(Point-per-instance localization data)
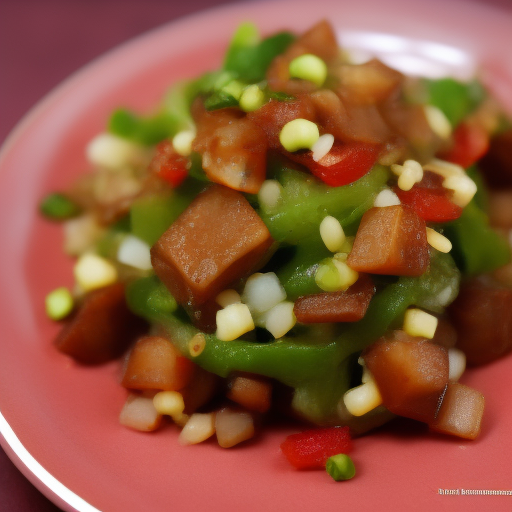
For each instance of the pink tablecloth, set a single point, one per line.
(41, 43)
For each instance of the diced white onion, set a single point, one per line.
(233, 321)
(280, 319)
(92, 271)
(438, 241)
(198, 428)
(437, 121)
(134, 252)
(322, 146)
(262, 292)
(332, 233)
(362, 399)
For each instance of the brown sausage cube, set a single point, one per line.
(411, 374)
(461, 412)
(155, 363)
(391, 240)
(218, 239)
(344, 306)
(101, 329)
(251, 391)
(482, 316)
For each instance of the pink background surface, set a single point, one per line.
(41, 43)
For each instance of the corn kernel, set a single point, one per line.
(464, 189)
(332, 233)
(169, 403)
(420, 323)
(334, 275)
(92, 271)
(227, 297)
(409, 173)
(59, 303)
(309, 67)
(252, 98)
(438, 241)
(233, 321)
(362, 399)
(280, 319)
(322, 146)
(299, 134)
(182, 142)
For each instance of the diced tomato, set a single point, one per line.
(344, 164)
(169, 165)
(312, 448)
(430, 200)
(471, 142)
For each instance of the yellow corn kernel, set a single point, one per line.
(420, 323)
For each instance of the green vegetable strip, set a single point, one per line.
(248, 58)
(455, 99)
(477, 248)
(318, 371)
(306, 201)
(58, 207)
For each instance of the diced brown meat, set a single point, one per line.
(391, 240)
(482, 316)
(496, 165)
(320, 40)
(349, 122)
(461, 412)
(344, 306)
(218, 239)
(155, 363)
(411, 374)
(272, 116)
(368, 83)
(101, 329)
(251, 391)
(410, 122)
(233, 149)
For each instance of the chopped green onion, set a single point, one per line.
(309, 67)
(252, 98)
(340, 467)
(299, 134)
(59, 303)
(57, 206)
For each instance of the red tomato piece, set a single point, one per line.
(430, 200)
(344, 164)
(312, 448)
(169, 165)
(471, 142)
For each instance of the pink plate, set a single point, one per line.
(59, 420)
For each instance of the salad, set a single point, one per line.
(294, 234)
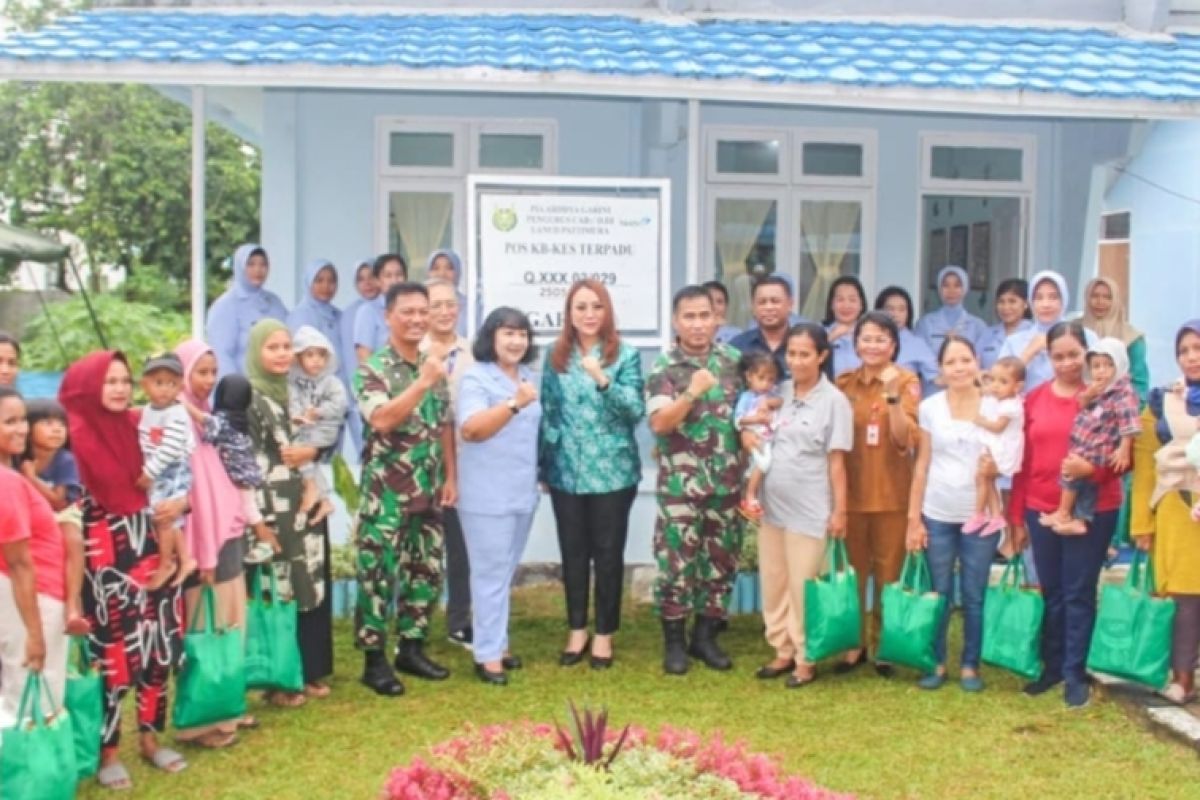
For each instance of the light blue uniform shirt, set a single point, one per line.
(916, 356)
(234, 313)
(370, 328)
(993, 342)
(844, 356)
(325, 317)
(936, 324)
(497, 476)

The task
Retype the lines above exactly, no pictures.

Written response
For each instance of the pink tablecloth, set a single point, one per line.
(41, 43)
For each instance of the diced white onion, set a single point, one per line.
(233, 321)
(280, 319)
(92, 271)
(438, 241)
(198, 428)
(437, 121)
(134, 252)
(322, 146)
(262, 292)
(332, 233)
(362, 399)
For each instance of the brown sausage cube, set a single point, one per line.
(411, 374)
(461, 412)
(155, 363)
(391, 240)
(218, 239)
(344, 306)
(101, 329)
(251, 391)
(482, 316)
For each instance of the pink background surface, set a single point, one per line.
(41, 43)
For each instance of the corn kernel, set a single point, one per line.
(464, 189)
(332, 233)
(169, 403)
(420, 323)
(334, 275)
(92, 271)
(227, 297)
(409, 173)
(59, 303)
(309, 67)
(252, 98)
(438, 241)
(233, 321)
(362, 399)
(280, 319)
(322, 146)
(299, 134)
(182, 142)
For each instance of the diced tomato, set a single point, one per line.
(344, 164)
(169, 165)
(312, 448)
(430, 200)
(471, 142)
For each instance of the yellow corn kernel, set a single point, one per line.
(420, 323)
For each instance of the green vegetable strip, set a single point, one per line.
(248, 58)
(455, 99)
(477, 248)
(318, 371)
(306, 201)
(58, 207)
For each instance of the diced brown meat, set a single point, one per line.
(391, 240)
(482, 316)
(496, 165)
(320, 40)
(349, 122)
(461, 412)
(344, 306)
(218, 239)
(155, 363)
(411, 374)
(272, 116)
(368, 83)
(101, 329)
(251, 391)
(410, 122)
(233, 149)
For each instance of the chopped green onion, set a single point, one per line.
(309, 67)
(252, 98)
(340, 467)
(299, 134)
(59, 303)
(57, 206)
For each instance of the red tomato piece, set a single point, one per line.
(430, 200)
(344, 164)
(312, 448)
(169, 165)
(471, 142)
For each instance of the pink plate, set a single point, one per line.
(59, 420)
For each instance of the salad, set a single point, one per line.
(294, 234)
For each instance of the light blue uniform shirt, set a single point, one per line.
(916, 356)
(234, 313)
(370, 328)
(993, 342)
(844, 356)
(325, 317)
(936, 324)
(497, 476)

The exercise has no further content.